--- begin RECORDS PROVIDED ---

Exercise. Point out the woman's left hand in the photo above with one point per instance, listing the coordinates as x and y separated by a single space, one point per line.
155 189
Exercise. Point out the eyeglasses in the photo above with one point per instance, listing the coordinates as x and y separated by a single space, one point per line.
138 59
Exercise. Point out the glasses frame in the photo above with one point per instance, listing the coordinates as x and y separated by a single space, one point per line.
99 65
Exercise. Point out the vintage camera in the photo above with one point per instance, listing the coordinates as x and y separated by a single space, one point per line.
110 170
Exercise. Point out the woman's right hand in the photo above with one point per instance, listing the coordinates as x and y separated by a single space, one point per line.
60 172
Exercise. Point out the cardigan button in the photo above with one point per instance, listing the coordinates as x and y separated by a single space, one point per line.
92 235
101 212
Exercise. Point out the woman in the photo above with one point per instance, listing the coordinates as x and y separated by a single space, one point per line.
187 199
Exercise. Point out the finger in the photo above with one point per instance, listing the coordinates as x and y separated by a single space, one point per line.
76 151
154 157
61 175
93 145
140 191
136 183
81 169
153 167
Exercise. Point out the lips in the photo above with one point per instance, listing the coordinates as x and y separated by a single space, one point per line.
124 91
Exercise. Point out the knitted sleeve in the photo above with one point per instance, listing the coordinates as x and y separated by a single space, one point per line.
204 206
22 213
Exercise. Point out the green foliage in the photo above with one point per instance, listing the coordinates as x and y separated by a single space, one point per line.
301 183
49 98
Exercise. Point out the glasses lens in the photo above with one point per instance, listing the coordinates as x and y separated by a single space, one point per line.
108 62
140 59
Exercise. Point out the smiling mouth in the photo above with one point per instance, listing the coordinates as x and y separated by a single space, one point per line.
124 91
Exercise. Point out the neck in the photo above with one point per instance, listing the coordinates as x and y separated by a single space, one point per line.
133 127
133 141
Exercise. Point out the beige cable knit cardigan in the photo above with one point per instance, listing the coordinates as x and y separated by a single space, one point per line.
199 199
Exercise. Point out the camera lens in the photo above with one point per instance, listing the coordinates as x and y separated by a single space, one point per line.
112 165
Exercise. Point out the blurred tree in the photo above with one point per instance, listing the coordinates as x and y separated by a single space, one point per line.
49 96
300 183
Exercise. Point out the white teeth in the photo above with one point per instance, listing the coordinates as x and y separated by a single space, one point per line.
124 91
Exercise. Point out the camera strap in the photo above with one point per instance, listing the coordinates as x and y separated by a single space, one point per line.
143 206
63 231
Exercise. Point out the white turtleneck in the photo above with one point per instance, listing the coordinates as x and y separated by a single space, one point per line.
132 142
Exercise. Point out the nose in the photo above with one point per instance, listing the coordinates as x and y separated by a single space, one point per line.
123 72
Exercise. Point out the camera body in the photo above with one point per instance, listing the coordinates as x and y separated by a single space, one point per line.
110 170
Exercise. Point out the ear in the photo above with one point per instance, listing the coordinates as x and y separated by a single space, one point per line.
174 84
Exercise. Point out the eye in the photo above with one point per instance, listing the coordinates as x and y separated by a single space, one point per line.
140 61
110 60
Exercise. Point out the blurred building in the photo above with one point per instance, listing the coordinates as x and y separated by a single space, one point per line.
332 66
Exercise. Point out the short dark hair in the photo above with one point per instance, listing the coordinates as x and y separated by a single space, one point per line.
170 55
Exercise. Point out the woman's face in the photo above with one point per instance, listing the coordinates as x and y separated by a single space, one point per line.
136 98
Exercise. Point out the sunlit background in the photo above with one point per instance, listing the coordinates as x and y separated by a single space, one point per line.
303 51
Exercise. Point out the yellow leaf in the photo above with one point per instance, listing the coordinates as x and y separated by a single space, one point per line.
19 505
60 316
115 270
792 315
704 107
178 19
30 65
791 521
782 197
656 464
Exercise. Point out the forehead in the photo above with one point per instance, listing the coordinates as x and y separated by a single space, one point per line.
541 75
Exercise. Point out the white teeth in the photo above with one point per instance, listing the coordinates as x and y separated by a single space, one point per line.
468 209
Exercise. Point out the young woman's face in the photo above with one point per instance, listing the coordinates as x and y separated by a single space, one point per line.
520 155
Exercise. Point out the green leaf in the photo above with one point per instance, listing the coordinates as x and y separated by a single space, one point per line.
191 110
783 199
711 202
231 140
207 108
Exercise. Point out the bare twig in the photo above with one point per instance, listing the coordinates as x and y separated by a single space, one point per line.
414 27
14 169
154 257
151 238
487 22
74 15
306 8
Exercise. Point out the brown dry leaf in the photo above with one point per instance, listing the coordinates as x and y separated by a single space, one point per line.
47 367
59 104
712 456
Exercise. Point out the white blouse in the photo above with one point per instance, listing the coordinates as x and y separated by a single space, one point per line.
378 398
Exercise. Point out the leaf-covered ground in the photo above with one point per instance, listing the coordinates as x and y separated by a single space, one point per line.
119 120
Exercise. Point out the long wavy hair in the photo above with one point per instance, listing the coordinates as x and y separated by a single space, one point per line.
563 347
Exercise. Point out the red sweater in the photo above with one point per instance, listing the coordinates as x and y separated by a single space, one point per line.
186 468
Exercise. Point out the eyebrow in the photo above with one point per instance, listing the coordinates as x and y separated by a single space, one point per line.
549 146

--- end RECORDS PROVIDED ---

→ **BRIEF**: All of the entries should be written out again exactly.

→ **OUTPUT OF THE EXERCISE**:
Exercise. Point out the woman's left hand in the photo above with one point per instance, listing the coordinates as x and y separated by a single space, one point per line.
155 189
Exercise. Point out the eyeglasses in the photo above with one point per instance, listing the coordinates as x and y separated by a single space, one point per line.
138 59
Exercise. Point out the glasses frame in the photo above with one point per instance, listing the coordinates as x and y separated by a single space, one point per line.
99 65
Exercise. Point out the vintage camera in the photo above with one point per instance, listing the coordinates as x and y separated by a single space, one point per line.
110 170
Exercise. Point out the woman's right hand in the photo above with one point per instance, listing the coordinates as x and y separated by a single space, one point per line.
60 172
Exercise. Point out the cardigan button in the photo above with one point per instance, listing the coordinates as x and y separated by a single space, one point per line.
92 235
101 212
Exercise. Point out the woman in the photo above with one point per instance, listing the coordinates as x and y separated by a single space, one point per line.
187 199
Exercise. Point out the finger in the photo above with one point per instance, listing the coordinates as x and y separated by a single space, one point per line.
76 151
154 157
61 175
93 145
140 191
136 183
81 169
153 167
Exercise. Point out the lips in the photo above with one point per instance, listing the coordinates as x and y separated by a single space, one point per line.
124 91
Exercise. Point out the knitted sleeve in the photo above with one point per instance, listing the coordinates as x and y separated by a single space, one point per line.
204 206
22 213
Exercise. Point out the green foliage in the photo above with one point per instance, listing the coordinates as x and y separated by a single space, one point per line.
301 183
49 98
Exercise. Point out the glasses lens in the photo above with one point per instance, listing the coordinates as x and y separated by a single space, one point per line.
108 62
140 59
Exercise. Point out the smiling mouth in the photo above with one point per instance, listing the coordinates as x and y separated by a single space, one point per line.
124 91
Exercise. Point out the neck in the photo above with one point per instance, listing the coordinates as x and y separated by a single space, one point per line.
133 127
133 141
Exercise. Point out the beige cable knit cardigan in the photo above with one point per instance, listing the coordinates as x and y separated by a single space, one point per line.
199 199
Exercise. Point out the camera lens in the photo above with one point per instance, listing the coordinates as x and y separated by a single space, one point per line.
112 165
Exercise. Point out the blurred tree in the photo above with one point per instance, listing the coordinates as x and y separated by a single space, one point per line.
49 96
300 183
Exercise. Point out the white teeth in the photo above with one point per instance, listing the coordinates as x and y separated by a single space, one point per line.
124 91
Exercise. Point out the camera strap in the photo above with one point per instance, listing the coordinates as x and y separated by a single space, one point per line.
143 206
63 231
Exercise. Point out the white turtleneck in the photo above with one point per instance, listing the coordinates as x and y separated by a single space, one point per line.
132 142
Exercise. Point out the nose in the photo above with one point per instance, listing the coordinates as x and y separated by a single space, one point per line.
123 72
Exercise. Point out the camera body in the photo above with one point per instance, listing the coordinates as x and y separated by a single space, one point per line.
110 170
Exercise. Point out the ear in the photo above with one point per instance, listing the coordinates as x and y separated by a single space, one point per line.
174 84
Exercise. Point out the eye in the photo above with one point per instance, listing the coordinates as x and y separated by a single space, one point per line.
140 61
110 60
Exercise. Point out the blurred building in the photo above with one point per instance, listing the coordinates as x and y separated by a single space, one point per line.
332 66
Exercise. Point out the short dark hair in the photo above with one point per instance, listing the coordinates as x and y separated by a single space, one point per line.
170 55
Exercise. Point out the woman's face in the photo above with one point per instance, listing the coordinates as x and y separated by a single space, one point per line.
136 98
Exercise. Point out the sunlit background in the photo above with one point per instance, listing the coordinates as x and y separated by a single space, one point per line.
303 51
Exercise. Point out the yellow leaf in the photo above with one point per instance, listing the coordinates as x and y separated by a single space, one point per line.
19 505
60 316
115 270
792 315
704 107
178 19
30 65
791 521
782 197
656 464
Exercise. Point out the forehead in the photo above with one point per instance, listing the coordinates as x and y separated by a single space, one point per line.
541 75
Exercise. Point out the white teeth in the photo above with one point per instance, listing the coordinates as x and y separated by a single space, one point per line.
468 209
Exercise. Point out the young woman's face in the photo above with one point per instance, listing the coordinates as x and y separated by a single space, one point per line.
520 155
Exercise. Point out the green leaf in the photo above with one point per instance, listing the coordinates as x and y separated by a single space, one point per line.
191 110
783 199
711 202
231 140
207 108
Exercise. Point out the bare twig in the photo above with one point per instance, listing the coordinates as x and y separated by a single space, one point per line.
414 27
14 169
154 257
151 238
487 22
74 15
306 8
Exercise. Point out the brown dry leaf in the photo above with one point per instance, listing the coordinates as x and y separated by a single space, one point per line.
47 367
59 104
712 456
Exercise. Point out the white blouse in the photo above with one point per instance, listing the coordinates as x and y separated by a single space, one point per line.
378 398
Exercise. Point out the leaf-covered ground in the photo above with one point per instance, listing the coordinates as x and y separated by a single space, one point per line.
119 120
Exercise. Point out the long wavy hair in the photo above with one point per instance, listing the coordinates as x and y separated by a single space, one point per line.
563 347
Exercise. Point out the red sweater in the photo above with one point per instance, listing the coordinates as x and y separated by a single space, one point per line.
186 468
Exercise. Point out the eyebrow in the photo above with one point per instance, listing the coordinates as x and y separated by a single space, one point per line.
549 146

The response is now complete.